*** Opening Available data ***

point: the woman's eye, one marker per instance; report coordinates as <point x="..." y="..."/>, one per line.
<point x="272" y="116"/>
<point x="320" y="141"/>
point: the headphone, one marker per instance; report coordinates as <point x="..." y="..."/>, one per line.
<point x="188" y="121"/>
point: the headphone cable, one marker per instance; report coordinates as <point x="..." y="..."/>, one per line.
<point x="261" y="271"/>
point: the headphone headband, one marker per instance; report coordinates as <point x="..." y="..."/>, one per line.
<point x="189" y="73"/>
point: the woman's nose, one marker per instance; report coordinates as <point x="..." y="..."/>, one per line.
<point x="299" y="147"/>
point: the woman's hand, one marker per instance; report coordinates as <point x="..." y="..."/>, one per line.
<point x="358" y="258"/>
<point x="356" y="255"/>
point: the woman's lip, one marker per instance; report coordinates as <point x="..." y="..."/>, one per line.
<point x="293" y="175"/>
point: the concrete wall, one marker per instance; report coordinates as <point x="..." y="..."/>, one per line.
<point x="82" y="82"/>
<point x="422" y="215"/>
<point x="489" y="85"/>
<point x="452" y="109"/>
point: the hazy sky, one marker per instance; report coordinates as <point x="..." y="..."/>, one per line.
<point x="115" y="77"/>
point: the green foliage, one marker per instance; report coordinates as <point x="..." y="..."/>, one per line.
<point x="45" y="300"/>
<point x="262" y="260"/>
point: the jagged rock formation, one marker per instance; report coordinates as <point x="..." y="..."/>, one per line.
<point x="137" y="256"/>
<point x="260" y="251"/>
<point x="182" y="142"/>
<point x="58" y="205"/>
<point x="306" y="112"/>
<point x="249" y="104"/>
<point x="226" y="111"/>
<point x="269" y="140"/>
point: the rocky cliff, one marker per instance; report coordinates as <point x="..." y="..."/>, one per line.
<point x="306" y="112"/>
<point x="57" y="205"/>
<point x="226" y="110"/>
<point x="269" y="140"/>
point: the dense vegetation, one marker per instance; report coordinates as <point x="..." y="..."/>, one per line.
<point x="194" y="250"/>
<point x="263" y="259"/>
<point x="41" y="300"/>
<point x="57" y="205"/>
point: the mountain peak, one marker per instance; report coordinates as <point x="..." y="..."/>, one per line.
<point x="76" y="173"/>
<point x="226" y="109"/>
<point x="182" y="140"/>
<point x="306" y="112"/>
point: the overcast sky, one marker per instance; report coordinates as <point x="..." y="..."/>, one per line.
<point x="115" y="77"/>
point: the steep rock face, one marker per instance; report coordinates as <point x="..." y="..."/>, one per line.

*** Closing Available data ***
*** Opening Available data ***

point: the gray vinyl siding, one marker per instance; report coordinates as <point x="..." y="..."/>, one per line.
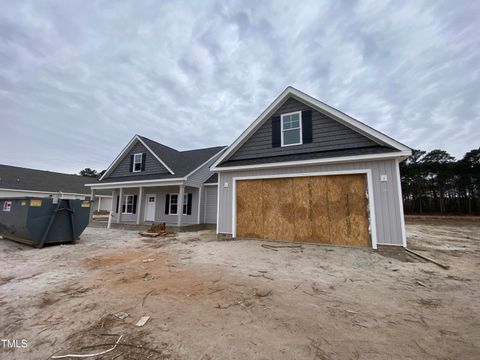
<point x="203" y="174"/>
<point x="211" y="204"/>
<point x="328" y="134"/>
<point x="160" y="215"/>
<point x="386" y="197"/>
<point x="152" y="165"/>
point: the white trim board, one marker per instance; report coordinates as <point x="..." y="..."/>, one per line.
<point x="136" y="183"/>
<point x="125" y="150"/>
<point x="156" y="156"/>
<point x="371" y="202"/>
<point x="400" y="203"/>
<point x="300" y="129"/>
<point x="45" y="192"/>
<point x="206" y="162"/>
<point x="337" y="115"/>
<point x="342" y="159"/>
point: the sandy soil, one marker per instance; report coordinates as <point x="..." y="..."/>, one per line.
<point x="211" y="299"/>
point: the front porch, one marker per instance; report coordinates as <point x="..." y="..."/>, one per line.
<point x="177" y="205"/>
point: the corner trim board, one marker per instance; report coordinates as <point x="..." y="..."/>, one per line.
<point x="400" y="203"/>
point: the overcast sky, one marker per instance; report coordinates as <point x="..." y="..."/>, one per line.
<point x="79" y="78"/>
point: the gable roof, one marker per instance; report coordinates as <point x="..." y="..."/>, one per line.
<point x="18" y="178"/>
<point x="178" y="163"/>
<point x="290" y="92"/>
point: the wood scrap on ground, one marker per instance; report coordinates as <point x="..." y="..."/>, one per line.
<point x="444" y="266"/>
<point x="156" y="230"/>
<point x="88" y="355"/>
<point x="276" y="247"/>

*** Closing Available data ***

— Exercise aim —
Within the data above, the span starting at the line containing "point: the rocky" and ending at the line containing "point: the steep" is to be retyped exactly, with no other lines.

— Reply to the exercise —
point: the rocky cliff, one marker per instance; report coordinates as <point x="..." y="..."/>, one per line.
<point x="306" y="112"/>
<point x="57" y="205"/>
<point x="226" y="110"/>
<point x="269" y="140"/>
point: the dense vegetation, one marker per instance; report coordinates as <point x="..." y="..."/>, one per line.
<point x="194" y="250"/>
<point x="263" y="259"/>
<point x="41" y="300"/>
<point x="57" y="205"/>
point: the mountain peak, one marker per instance; report coordinates as <point x="..." y="..."/>, one per line.
<point x="76" y="173"/>
<point x="226" y="109"/>
<point x="182" y="140"/>
<point x="306" y="112"/>
point: the overcast sky, one marker per instance; report coordinates as <point x="..." y="..."/>, one per line.
<point x="115" y="77"/>
point: the steep rock face, one marker per instance; report coordinates as <point x="..." y="..."/>, one per line.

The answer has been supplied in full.